Problem set:
[A] Answer these questions using the V-shaped rod excerpt, one answer per line, marked to match:
(i) What angle separates the two legs?
(ii) What moment of inertia does the reply give for the V shape about the vertex?
(iii) At what distance from the pivot point does the reply place the center of mass?
[B] Continue the V-shaped rod excerpt from the point where it stops.

Selected excerpt:
=====

1. The problem statement, all variables and given/known data
A rigib poll of length 2L is made into a V shape so that each leg has length L. What is the period of oscilation for small angle. The angle between the legs is 120 degrees
2. Relevant equations
3. The attempt at a solution

I tried to calculate the period by imagining a rigid poll that would take the originals place. Since the lenght of one leg is L, the poll which would take the place is located in the middle and of lenght $L/2$ since its 30,60,90 triangle, Moment of inertia is $I=\frac{M(L/2)^2}{3}$ and that nakes the period $T=6.28*\sqrt{\frac{I}{Mg(L/2)}}$ and that just doesnt seem right? What do you think?

2. Jun 23, 2016

### Delta²

You have to calculate the moment of inertia I of the V shape body around the point at the vertex of V (which I suppose is the pivot point). I believe it will be $I=2M\frac{L^2}{3}$.Also you need to find the center of mass of the V shape body. I believe it will be at distance $R=\frac{L}{4}$ from the pivot point. Then the period will be

$T=2\pi\sqrt\frac{I}{MgR}$ where R is the distance of the center of mass from the pivot point (the vertex of V).

=====

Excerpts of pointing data
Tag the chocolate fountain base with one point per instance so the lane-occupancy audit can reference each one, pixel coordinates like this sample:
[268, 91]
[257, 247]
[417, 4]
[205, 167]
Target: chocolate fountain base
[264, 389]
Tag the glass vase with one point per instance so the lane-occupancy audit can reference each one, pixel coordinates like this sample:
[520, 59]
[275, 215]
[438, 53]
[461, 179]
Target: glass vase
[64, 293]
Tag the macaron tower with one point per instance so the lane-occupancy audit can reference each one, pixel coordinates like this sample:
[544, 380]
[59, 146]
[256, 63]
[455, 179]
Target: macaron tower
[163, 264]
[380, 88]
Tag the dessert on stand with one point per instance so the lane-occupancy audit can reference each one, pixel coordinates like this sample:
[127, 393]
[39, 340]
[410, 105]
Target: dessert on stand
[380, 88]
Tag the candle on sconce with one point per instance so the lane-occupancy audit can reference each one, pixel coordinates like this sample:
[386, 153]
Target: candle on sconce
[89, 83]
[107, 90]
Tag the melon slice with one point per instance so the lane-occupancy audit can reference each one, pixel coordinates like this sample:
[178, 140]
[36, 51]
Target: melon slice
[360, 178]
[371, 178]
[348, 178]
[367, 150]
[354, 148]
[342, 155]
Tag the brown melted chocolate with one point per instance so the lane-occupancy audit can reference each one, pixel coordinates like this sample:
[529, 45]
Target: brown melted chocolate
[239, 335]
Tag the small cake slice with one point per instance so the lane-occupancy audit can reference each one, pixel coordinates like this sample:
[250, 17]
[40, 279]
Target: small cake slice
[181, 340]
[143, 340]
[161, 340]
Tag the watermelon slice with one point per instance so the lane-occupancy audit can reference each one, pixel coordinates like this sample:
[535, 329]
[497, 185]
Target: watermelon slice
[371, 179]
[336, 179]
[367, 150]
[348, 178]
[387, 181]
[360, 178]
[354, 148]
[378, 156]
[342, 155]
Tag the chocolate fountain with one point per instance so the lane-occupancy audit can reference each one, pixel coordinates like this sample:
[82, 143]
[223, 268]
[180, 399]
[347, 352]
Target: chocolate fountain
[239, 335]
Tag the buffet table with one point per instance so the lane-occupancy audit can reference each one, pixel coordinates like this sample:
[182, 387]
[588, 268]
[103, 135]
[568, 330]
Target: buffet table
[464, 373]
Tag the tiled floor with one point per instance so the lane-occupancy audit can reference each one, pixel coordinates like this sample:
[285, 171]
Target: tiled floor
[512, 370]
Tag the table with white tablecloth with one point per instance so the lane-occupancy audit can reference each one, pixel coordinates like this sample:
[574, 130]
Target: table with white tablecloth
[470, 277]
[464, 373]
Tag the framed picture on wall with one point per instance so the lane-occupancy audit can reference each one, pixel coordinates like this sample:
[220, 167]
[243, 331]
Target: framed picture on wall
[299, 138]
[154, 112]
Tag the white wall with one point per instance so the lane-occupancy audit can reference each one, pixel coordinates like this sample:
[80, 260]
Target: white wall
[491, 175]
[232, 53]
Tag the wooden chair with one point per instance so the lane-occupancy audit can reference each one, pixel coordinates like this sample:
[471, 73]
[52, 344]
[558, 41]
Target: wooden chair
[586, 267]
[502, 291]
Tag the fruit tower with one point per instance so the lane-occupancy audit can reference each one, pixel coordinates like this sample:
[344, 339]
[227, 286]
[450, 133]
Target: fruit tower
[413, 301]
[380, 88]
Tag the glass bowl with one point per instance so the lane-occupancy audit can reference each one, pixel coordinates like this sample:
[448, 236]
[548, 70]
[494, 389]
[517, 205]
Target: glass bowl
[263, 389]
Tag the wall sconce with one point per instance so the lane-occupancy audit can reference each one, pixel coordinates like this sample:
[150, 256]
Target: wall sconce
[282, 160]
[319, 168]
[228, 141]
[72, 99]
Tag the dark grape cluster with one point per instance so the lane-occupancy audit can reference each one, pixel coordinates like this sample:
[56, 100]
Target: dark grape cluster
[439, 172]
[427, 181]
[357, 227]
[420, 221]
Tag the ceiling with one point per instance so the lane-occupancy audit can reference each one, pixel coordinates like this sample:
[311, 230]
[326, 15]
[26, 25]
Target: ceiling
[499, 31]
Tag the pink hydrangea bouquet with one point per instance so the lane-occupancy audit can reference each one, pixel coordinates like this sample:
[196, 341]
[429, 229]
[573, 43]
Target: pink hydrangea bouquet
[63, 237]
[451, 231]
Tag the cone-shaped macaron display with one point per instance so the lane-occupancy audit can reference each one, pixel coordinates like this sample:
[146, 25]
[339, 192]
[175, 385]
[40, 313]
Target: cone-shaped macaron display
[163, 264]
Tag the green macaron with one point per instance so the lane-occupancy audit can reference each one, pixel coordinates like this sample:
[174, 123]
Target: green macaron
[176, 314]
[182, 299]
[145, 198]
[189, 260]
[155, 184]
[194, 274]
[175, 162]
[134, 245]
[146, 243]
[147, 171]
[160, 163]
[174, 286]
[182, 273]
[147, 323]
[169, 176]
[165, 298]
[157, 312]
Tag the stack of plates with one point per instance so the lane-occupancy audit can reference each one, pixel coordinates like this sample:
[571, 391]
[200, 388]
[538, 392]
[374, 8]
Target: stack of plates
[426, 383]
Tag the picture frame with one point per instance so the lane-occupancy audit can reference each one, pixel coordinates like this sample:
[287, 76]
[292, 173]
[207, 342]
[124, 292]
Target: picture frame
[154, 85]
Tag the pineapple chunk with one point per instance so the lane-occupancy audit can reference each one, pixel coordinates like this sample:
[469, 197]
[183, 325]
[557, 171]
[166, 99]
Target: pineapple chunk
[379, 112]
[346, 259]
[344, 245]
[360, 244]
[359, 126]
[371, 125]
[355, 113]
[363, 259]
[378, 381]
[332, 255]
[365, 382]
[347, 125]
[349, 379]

=====

Answer list:
[A]
(i) 120 degrees
(ii) $I=2M\frac{L^2}{3}$
(iii) $R=\frac{L}{4}$

[B]
3. Jun 23, 2016

### haruspex

That's rather too much assistance straight up. Better would have been to leave it as
"You have to calculate the moment of inertia I of the V shape body around the point at the vertex of V (which I suppose is the pivot point).. Also you need to find the center of mass of the V shape body. "

Anyway, your expression for I is wrong.

4. Jun 24, 2016

### Delta²

Sorry where I am wrong, the body is originally 2L and each V side has L length. Moment of intertia is aroung the peak of V not around the c.o.m.

Ok I see now the factor of 2 should be omitted.

Last edited: Jun 24, 2016
5. Jun 24, 2016

Right.